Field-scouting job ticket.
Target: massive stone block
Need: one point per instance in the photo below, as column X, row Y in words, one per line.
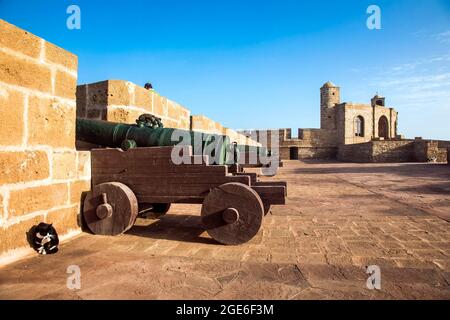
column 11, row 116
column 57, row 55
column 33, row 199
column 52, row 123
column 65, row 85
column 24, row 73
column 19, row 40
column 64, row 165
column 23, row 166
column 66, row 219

==============================

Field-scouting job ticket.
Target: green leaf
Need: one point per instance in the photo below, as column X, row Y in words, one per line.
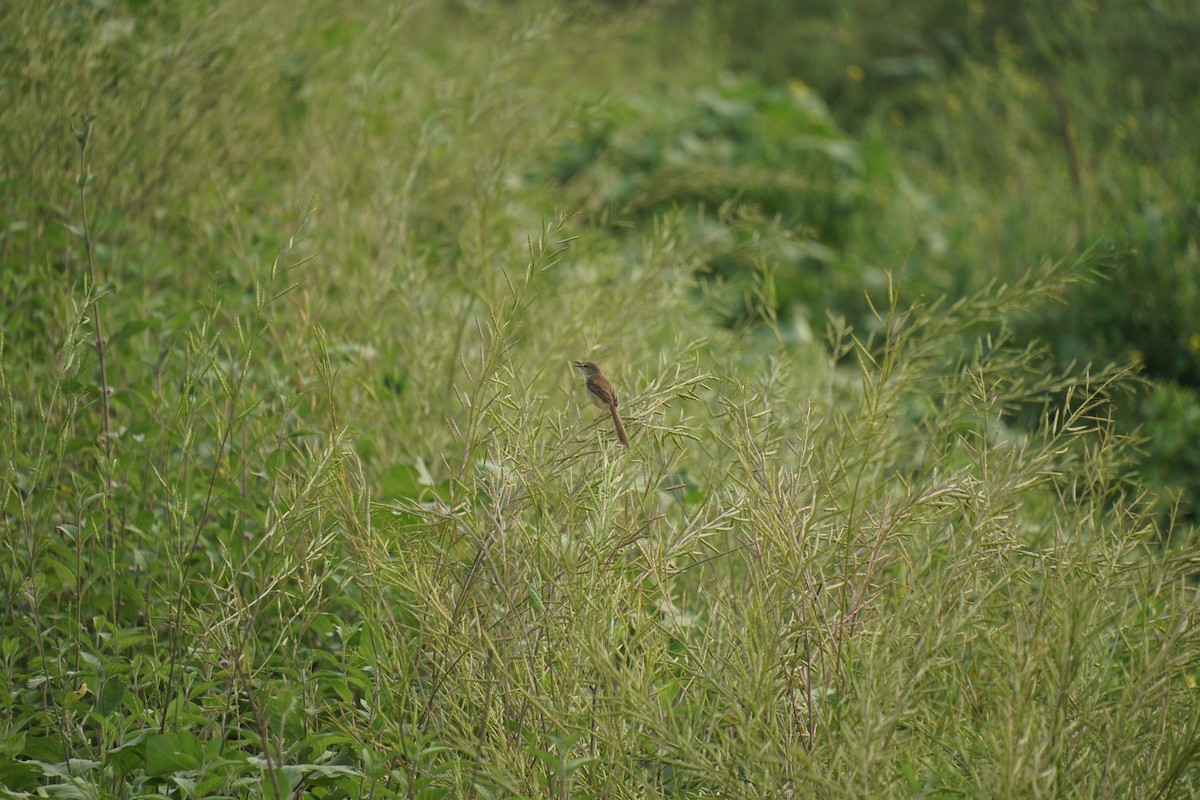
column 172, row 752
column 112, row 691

==============================

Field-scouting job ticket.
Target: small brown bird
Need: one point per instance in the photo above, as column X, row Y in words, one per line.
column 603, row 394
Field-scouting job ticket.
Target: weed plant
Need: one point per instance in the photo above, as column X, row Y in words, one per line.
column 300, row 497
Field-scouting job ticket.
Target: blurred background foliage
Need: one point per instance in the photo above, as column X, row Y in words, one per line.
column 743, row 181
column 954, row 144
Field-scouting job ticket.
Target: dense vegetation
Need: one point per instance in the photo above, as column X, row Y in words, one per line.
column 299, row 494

==============================

* [What the task requires]: Print exactly the lines above from the one with "Target: weed plant" to the one with "Target: dense vegetation", including both.

* [Exercise response]:
Target: weed plant
Need: one point per instance in the photo above, as column X, row Y in words, one per line.
column 300, row 497
Field-scouting job ticket.
Target: blurred background foliage
Need: one point per instance in the photo above, as column X, row Y in words, one per line.
column 743, row 181
column 954, row 144
Field-scouting job ticket.
Target: dense vegetation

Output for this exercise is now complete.